## Extrait

« Ce n’est pas que je récuse l’État, ni l’ordre contractuel d’une société avec ses cadres et ses mécanismes. Je demande seulement qu’il corresponde aux réalités et qu’il les serve au lieu de prétendre à les régir en souverain. Je demande la division du phénomène État en
autant de foyers et sa répartition en autant de niveaux qu’il y a de fonctions diverses dans l’humanité et d’ordre de grandeur dans nos projets1 ». Voici exposées en quelques termes la théorie fédéraliste de Denis de Rougemont et notamment sa critique de l’État-nation. Nous proposons un petit voyage dans la pensée, parfois difficile, de l’intellectuel suisse de l’Europe.
L’action des Pères de l’Europe comme Alcide de Gasperi, Konrad Adenauer, Altiero Spinelli ou encore Robert Schuman est bien connue, notamment dans une certaine hagiographie européenne, mais qu’en est-il de l’écrivain suisse Denis de Rougemont (1906-1985) qui ne figure usuellement pas dans ce panthéon ? Nous proposons ici d’introduire quelques éléments de son parcours, de sa pensée notamment dans son texte L’attitude fédéraliste, et de son action européenne, espérant ainsi rendre honneur au penseur de Couvet.
Né au début du siècle passé dans le Val de Travers en Suisse, il s’installe à Paris après une licence en lettres de l’Université de Neuchâtel et un voyage en Europe centrale2. Il y dirigera une petite maison d’édition protestante « Je sers » dès 1930. Denis de Rougemont est en effet fils de pasteur réformé et le calvinisme inspirera durablement sa pensée notamment par son renouveau proposé par le théologien suisse Karl Barth (qui s’opposait à la théologie libérale protestante alors hégémonique). A Paris, De Rougemont fait rapidement partie de ce qu’on a appelé les intellectuels non-conformistes des années 1930. Sans rentrer dans des querelles historiographiques, on peut dire que la pensée personnaliste développée par ce mouvement fut le point de ralliement d’intellectuels français face aux défis d’une époque charnière et qui regroupait alors Ordre nouveau, aux côtés des maurrassiens de la Jeune droite et des philocommunistes d’Esprit3.

## Matériel fourni
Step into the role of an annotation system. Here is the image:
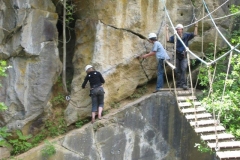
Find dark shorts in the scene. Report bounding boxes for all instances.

## Consigne
Répondez aux questions suivantes à partir de l'extrait sur Denis de Rougemont.
(a) Quel texte de Denis de Rougemont l'extrait mentionne-t-il pour présenter sa pensée ?
(b) Dans quelle université a-t-il obtenu sa licence en lettres ?
(c) Comment s'appelle la maison d'édition qu'il dirige à Paris dès 1930 ?

## Réponse rédigée
(a) L'extrait mentionne son texte L'attitude fédéraliste.
(b) Il a obtenu sa licence en lettres à l'Université de Neuchâtel.
(c) La maison d'édition s'appelle « Je sers ».